On 26 February 2012 13:10, D. Michael McIntyre
<[email protected]> wrote:
> There was a time when I cared a great deal, and felt really strongly that
> Rosegarden should stay with GPLv2.  Now, I really don't care so much anymore,
> or even remember what the fuss was all about.

(Digressing, now that we seem to have come to a decision about the
substance of it)

I'm in two minds about the GPLv3.

On the one hand, it's increasingly clear that the "threat" the GPLv3
was intended to address is a real one.

The "app store" delivery and installation model is going to take over
the world (as much as it hasn't already), and it subverts a part of
the point of the original GPL -- it doesn't make any difference
whether users can get your source code, if they have no authorisation
to build and install an application from it anyway. The trend toward
devices that "refuse to be programmed" is a big problem for Free
Software, and the GPLv3 tries to resist that trend -- a resistance
that is probably futile but certainly principled.

On the other hand, the GPLv3 is arguably the worst thing that ever
happened to Free Software in terms of how it is understood by
developers.
..........
◆ REQUIRED TASK 1 ◆
Gather every line of the records below that contains the word "green".

Records from a dataset:
..........
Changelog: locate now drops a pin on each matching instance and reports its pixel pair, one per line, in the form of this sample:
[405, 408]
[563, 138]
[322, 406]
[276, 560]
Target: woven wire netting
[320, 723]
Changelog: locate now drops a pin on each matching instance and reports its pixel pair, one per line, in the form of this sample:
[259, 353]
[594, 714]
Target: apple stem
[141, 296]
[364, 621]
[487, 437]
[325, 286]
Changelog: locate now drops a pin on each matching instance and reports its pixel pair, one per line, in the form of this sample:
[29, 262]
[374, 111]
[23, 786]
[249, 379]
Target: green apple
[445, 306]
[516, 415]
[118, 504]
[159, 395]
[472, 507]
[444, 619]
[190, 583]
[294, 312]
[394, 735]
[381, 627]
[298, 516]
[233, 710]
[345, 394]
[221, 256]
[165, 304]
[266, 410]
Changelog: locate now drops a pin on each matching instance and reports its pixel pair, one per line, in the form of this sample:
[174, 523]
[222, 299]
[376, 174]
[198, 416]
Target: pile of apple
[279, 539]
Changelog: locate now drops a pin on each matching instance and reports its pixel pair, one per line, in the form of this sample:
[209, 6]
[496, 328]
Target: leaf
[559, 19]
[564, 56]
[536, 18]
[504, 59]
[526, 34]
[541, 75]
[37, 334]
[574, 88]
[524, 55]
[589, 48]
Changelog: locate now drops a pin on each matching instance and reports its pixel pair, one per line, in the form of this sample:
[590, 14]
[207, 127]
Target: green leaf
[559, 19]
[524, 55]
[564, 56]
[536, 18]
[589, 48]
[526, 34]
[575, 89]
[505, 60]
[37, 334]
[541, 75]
..........
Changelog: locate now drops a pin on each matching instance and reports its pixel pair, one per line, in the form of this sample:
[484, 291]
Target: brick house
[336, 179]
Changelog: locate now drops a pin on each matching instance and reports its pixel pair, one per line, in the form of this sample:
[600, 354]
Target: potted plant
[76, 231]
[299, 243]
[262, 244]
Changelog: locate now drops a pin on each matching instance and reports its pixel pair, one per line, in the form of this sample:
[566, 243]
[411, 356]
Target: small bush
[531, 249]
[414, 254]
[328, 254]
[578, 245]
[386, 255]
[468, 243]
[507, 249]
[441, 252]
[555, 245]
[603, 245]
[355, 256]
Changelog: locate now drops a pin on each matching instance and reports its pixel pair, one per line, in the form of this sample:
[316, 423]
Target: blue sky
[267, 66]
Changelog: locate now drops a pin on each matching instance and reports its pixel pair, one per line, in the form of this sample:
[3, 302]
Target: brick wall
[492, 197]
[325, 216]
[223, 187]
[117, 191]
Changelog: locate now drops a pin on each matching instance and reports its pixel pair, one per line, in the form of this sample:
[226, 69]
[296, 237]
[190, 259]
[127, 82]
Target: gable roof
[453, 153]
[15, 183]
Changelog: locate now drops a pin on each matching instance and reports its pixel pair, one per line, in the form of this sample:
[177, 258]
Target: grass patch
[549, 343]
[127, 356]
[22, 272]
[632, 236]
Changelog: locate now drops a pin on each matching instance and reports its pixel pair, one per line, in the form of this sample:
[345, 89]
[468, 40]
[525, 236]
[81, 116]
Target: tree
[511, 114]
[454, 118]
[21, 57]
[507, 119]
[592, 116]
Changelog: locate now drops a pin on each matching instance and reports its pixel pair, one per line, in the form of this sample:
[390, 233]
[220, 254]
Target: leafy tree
..........
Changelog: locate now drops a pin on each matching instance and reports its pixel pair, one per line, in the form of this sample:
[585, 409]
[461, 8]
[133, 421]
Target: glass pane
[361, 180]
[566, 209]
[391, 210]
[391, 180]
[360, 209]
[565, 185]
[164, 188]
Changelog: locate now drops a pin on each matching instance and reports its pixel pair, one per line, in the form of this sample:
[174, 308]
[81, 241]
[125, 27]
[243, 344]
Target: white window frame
..........
◆ REQUIRED TASK 2 ◆
Rewrite the part of the message about the GPLv3 that begins with the words "On 26 February" and ends with "was all about.", using "the project" in place of "Rosegarden".

◆ FINAL RESULT 1 ◆
Target: green apple
Target: green leaf

◆ FINAL RESULT 2 ◆
On 26 February 2012 13:10, D. Michael McIntyre
<[email protected]> wrote:
> There was a time when I cared a great deal, and felt really strongly that
> the project should stay with GPLv2.  Now, I really don't care so much anymore,
> or even remember what the fuss was all about.